SUPPLIED RECORDS

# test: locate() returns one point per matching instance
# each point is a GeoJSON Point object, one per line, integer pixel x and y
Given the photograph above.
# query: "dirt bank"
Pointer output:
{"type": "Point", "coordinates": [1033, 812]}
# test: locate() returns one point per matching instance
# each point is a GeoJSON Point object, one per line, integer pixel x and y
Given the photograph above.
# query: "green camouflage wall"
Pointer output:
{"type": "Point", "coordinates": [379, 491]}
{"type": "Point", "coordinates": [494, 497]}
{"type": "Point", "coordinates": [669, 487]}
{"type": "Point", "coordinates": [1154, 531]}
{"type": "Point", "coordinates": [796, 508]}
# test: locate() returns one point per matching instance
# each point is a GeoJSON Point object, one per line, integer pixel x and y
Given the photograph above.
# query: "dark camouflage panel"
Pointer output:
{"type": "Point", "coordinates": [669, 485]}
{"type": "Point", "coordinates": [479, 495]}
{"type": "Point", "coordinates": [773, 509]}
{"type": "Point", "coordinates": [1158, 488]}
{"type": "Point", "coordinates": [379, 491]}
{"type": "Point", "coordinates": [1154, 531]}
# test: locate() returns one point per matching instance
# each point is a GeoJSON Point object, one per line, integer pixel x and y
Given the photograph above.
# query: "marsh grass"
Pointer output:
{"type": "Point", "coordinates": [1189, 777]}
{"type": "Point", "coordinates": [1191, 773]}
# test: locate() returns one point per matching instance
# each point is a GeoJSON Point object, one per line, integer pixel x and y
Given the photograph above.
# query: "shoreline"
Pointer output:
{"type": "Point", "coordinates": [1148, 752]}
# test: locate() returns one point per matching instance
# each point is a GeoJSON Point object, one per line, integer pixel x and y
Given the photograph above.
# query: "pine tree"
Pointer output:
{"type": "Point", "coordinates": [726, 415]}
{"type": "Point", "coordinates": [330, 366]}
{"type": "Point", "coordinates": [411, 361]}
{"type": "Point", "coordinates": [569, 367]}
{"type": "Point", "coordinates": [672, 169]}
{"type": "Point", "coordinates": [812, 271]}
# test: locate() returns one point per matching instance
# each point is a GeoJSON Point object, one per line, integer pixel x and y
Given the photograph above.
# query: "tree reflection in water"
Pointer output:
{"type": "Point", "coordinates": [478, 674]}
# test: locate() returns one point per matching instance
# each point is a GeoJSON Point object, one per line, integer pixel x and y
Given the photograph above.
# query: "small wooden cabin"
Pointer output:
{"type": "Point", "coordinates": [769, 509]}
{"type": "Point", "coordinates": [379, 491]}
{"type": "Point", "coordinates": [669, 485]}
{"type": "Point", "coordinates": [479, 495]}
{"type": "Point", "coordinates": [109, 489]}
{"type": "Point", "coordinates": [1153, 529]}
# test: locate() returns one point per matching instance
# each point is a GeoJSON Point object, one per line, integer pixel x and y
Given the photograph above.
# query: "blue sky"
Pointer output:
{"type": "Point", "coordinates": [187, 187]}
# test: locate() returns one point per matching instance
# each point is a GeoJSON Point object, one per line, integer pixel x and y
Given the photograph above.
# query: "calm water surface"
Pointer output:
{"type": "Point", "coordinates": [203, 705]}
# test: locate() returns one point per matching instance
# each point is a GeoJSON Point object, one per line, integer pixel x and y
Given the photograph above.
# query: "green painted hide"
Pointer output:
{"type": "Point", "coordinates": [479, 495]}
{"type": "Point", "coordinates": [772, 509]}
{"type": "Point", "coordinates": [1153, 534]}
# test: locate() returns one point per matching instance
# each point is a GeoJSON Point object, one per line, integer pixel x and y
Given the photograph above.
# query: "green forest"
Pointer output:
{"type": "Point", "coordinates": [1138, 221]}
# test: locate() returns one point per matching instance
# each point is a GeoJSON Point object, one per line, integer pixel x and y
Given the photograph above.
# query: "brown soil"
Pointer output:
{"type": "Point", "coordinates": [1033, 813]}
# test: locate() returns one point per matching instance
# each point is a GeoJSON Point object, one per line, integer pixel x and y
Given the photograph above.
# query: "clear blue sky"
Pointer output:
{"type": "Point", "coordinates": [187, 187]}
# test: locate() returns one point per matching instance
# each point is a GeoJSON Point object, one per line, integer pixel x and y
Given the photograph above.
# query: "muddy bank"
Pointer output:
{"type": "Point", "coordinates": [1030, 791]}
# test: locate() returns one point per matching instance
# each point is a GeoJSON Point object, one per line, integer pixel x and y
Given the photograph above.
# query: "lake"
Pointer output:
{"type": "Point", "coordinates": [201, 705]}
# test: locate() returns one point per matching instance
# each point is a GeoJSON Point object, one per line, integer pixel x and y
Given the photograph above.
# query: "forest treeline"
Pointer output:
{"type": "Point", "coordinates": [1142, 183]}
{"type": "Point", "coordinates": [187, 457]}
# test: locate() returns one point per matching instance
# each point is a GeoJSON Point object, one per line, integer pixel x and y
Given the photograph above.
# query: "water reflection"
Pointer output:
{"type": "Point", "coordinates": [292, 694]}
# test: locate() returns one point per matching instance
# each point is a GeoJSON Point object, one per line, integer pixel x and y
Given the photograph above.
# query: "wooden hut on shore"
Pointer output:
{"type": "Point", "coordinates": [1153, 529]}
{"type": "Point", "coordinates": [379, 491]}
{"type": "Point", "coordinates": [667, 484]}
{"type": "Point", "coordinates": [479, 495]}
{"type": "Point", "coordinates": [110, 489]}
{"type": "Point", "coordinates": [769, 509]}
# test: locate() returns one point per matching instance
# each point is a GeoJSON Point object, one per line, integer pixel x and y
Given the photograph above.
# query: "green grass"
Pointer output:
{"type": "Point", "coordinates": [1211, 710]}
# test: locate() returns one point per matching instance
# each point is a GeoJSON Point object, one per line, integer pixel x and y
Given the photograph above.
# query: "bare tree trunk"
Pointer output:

INSTRUCTIONS FOR THE TASK
Pull out each line of the items above that contains the word "camouflage".

SOLUTION TO THIS TASK
# query: "green camouflage wall"
# query: "dark camouflage panel"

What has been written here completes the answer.